* [Supplied entries]:

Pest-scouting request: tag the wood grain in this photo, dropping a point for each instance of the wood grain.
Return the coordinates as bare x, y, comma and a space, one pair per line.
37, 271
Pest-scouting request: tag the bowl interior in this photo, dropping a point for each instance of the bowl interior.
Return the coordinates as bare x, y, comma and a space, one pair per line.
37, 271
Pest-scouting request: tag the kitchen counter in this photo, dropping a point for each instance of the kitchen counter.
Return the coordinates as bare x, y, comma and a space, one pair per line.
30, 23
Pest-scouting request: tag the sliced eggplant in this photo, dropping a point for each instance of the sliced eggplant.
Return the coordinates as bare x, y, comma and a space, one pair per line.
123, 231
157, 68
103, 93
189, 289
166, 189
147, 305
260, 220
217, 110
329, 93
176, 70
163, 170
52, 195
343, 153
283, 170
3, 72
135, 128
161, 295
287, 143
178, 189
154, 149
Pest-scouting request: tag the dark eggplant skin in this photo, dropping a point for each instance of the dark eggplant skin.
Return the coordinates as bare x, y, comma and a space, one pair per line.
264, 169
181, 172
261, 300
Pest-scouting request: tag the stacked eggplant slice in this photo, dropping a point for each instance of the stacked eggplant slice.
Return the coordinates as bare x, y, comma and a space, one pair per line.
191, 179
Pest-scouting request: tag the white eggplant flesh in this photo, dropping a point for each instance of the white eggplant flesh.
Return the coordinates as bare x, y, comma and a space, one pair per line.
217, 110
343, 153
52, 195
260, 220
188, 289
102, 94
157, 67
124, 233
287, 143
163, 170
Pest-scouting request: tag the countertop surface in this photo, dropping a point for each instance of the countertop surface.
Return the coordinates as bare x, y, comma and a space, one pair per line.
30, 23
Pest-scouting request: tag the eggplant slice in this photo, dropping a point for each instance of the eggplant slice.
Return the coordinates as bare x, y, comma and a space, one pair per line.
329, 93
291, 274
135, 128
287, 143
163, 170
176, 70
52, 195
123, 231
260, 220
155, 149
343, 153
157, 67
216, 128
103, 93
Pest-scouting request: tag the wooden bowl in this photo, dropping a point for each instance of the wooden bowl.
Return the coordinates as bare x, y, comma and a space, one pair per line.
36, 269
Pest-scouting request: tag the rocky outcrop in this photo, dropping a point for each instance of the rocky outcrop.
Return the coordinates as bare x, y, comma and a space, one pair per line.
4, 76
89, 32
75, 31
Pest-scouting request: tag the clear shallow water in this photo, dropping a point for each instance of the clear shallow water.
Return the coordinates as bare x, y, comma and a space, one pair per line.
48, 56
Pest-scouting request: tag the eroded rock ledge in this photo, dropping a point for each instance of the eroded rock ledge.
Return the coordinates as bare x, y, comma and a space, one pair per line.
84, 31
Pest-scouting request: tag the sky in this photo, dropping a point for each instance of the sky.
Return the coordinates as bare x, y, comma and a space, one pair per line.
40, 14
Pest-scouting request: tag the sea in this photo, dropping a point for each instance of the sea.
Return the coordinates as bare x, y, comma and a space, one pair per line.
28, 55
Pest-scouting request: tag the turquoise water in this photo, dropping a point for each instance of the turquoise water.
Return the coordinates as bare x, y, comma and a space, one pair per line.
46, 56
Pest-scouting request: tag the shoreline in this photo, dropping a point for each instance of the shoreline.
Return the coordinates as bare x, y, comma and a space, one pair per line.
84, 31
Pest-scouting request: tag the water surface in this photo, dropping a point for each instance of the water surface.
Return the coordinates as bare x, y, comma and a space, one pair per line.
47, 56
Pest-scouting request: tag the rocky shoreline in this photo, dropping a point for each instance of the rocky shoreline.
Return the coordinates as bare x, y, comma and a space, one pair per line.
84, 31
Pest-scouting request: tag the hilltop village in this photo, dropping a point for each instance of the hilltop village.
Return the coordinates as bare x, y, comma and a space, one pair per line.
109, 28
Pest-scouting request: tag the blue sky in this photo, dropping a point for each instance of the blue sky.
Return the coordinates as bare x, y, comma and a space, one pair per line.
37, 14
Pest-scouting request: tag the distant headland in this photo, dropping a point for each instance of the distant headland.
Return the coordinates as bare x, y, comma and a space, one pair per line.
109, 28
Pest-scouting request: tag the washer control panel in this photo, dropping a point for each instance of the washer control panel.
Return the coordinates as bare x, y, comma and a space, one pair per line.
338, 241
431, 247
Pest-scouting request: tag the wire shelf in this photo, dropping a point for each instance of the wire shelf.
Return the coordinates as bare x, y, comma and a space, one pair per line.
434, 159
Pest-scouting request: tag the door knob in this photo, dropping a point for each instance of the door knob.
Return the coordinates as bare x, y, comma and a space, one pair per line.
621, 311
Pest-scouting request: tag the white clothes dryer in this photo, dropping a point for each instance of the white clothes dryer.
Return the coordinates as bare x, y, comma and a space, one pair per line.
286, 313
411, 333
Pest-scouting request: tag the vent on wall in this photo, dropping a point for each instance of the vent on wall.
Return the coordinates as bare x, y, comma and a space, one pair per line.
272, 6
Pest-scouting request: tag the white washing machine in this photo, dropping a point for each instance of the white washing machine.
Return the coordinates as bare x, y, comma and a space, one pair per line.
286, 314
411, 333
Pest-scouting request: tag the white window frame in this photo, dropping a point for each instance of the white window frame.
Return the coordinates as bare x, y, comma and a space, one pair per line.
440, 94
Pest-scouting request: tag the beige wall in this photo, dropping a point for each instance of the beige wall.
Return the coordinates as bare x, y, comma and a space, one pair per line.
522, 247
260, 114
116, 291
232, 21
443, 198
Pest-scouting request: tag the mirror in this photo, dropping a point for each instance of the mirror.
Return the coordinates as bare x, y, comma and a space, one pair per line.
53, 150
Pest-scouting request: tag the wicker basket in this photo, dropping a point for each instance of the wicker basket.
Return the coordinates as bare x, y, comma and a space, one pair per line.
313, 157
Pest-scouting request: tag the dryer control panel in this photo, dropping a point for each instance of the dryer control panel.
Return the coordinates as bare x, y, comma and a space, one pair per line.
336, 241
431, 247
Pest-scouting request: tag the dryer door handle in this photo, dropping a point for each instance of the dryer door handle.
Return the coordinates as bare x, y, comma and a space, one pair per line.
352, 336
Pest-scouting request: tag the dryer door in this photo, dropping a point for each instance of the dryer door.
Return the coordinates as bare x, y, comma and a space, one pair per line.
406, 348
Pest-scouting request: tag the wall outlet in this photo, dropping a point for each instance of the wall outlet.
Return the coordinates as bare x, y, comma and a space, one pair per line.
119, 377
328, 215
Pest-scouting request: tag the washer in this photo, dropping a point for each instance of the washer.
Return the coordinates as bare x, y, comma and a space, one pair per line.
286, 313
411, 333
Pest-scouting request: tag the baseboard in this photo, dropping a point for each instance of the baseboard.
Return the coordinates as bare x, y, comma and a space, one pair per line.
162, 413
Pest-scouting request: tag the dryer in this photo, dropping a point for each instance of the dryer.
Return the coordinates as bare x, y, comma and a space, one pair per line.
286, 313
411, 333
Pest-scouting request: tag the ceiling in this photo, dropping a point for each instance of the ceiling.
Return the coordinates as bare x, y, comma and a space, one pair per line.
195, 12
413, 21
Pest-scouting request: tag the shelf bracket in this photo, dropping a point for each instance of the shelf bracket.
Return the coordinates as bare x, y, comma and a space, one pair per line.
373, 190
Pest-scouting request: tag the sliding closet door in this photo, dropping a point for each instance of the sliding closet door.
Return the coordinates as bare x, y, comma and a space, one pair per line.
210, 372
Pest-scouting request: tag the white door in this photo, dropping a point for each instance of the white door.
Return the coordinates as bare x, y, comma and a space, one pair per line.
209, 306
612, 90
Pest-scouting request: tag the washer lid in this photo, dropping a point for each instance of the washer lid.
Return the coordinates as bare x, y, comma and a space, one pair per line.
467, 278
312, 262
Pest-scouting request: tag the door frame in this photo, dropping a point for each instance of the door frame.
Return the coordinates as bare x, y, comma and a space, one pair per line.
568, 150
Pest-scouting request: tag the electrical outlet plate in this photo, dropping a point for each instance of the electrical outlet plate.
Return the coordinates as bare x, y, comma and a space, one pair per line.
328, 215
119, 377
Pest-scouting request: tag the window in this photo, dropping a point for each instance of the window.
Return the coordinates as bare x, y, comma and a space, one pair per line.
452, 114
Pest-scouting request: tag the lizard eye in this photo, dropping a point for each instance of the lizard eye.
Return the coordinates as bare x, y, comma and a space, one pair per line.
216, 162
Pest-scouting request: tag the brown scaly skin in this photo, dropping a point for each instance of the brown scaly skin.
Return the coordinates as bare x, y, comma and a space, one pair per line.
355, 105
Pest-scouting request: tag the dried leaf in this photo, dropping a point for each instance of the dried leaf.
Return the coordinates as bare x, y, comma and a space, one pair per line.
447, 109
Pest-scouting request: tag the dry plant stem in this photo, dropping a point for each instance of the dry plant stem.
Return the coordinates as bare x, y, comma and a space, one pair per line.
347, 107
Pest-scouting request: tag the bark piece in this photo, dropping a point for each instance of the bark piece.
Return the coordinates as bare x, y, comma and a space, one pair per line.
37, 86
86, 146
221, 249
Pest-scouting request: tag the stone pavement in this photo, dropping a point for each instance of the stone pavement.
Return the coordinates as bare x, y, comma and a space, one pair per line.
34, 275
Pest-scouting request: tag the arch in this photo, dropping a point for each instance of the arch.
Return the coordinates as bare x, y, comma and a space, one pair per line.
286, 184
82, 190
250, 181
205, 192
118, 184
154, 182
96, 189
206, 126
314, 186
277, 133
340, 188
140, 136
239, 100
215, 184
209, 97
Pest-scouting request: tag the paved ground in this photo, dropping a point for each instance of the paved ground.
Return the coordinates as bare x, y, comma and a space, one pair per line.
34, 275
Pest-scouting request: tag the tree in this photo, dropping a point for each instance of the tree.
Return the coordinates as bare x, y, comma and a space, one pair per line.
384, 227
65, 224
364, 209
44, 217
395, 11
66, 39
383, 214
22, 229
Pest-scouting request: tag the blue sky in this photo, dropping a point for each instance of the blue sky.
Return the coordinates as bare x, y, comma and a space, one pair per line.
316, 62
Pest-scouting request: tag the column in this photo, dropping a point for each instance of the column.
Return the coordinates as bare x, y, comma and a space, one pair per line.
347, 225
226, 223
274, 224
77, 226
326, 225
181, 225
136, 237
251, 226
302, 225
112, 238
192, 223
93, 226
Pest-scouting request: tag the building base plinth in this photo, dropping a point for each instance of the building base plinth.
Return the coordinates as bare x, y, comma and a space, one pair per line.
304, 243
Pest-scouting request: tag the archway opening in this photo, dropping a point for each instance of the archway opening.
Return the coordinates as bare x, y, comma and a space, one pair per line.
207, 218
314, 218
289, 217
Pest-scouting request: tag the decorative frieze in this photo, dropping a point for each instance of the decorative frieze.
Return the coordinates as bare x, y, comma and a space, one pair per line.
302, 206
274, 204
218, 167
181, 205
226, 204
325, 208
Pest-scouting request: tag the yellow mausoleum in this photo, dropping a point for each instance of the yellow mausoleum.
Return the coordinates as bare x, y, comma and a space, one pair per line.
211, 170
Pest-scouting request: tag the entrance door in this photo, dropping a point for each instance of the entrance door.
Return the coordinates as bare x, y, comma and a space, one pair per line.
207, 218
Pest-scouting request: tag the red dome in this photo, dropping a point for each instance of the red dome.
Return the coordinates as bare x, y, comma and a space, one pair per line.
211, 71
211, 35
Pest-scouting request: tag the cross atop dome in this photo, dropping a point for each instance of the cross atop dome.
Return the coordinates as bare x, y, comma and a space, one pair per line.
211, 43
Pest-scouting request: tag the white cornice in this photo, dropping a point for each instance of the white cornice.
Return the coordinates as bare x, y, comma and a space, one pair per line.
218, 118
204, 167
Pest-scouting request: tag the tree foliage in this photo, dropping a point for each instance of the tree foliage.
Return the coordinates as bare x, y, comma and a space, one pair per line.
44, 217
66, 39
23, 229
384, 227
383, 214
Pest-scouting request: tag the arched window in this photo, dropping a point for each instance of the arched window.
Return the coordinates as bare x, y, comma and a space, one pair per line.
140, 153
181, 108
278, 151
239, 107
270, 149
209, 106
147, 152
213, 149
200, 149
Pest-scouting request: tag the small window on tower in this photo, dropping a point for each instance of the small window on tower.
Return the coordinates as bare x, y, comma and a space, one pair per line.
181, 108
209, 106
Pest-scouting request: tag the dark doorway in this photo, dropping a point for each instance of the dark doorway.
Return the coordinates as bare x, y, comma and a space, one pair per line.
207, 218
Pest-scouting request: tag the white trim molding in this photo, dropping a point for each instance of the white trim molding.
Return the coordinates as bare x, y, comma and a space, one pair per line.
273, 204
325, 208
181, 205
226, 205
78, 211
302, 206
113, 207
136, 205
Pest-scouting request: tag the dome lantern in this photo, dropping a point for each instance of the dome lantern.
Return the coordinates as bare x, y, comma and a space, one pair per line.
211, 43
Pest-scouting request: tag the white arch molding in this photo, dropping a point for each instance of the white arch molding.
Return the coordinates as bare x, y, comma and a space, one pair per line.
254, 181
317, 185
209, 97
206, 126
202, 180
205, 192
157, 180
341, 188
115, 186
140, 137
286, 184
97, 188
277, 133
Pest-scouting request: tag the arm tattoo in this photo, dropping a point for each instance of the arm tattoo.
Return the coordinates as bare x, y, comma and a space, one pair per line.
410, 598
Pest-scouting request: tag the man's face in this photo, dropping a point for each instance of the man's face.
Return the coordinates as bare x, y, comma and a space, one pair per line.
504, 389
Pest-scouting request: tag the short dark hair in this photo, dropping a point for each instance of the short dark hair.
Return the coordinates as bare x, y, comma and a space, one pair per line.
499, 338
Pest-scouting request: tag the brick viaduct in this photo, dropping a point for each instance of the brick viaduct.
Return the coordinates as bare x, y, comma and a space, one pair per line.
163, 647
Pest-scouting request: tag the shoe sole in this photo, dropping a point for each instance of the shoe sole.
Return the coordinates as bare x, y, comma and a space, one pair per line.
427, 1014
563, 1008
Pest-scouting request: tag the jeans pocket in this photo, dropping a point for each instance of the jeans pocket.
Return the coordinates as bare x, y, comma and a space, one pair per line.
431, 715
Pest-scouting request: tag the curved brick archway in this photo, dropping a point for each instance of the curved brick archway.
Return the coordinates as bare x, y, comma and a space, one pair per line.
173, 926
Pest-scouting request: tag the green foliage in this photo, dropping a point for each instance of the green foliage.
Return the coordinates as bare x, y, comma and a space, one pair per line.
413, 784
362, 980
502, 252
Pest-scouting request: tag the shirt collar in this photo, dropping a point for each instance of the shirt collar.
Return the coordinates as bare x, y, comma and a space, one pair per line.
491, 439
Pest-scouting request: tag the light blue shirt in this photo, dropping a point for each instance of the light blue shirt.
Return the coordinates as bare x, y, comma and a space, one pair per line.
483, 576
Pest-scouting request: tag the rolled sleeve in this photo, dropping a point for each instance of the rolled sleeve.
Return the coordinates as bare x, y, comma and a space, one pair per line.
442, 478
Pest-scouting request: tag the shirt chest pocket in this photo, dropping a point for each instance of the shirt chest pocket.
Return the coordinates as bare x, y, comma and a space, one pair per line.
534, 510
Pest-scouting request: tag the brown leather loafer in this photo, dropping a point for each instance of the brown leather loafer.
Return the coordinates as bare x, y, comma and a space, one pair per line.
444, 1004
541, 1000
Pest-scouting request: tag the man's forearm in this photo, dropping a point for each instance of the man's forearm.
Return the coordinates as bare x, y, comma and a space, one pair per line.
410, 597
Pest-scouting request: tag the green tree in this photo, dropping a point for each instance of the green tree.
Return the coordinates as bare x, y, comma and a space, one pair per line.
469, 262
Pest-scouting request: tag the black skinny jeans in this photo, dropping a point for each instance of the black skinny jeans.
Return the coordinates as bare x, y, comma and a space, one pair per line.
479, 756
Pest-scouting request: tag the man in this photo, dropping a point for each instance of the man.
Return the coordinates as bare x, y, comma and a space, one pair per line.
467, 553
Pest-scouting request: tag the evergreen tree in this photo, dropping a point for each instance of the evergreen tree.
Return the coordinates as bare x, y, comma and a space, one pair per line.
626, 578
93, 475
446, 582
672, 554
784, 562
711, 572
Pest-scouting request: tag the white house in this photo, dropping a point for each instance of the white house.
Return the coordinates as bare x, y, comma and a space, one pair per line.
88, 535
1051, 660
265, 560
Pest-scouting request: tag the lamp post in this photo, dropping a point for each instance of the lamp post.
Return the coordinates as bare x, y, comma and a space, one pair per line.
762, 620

* [What is required]: Lines from the one containing "Pest-scouting request: tag the white house" through the final line are to be given again verbatim, with nothing before or after.

* [Task output]:
Pest-scouting request: tag the white house in this photo, dropping a point for each instance of the white house.
Return the coordinates as bare x, y, comma and a space, one pair per line.
88, 535
1051, 660
265, 560
Pest-scouting request: tag the lamp post in this photo, dropping a point for each instance of the lamp post.
Return the coordinates as bare x, y, comma and a space, one pair per line.
762, 620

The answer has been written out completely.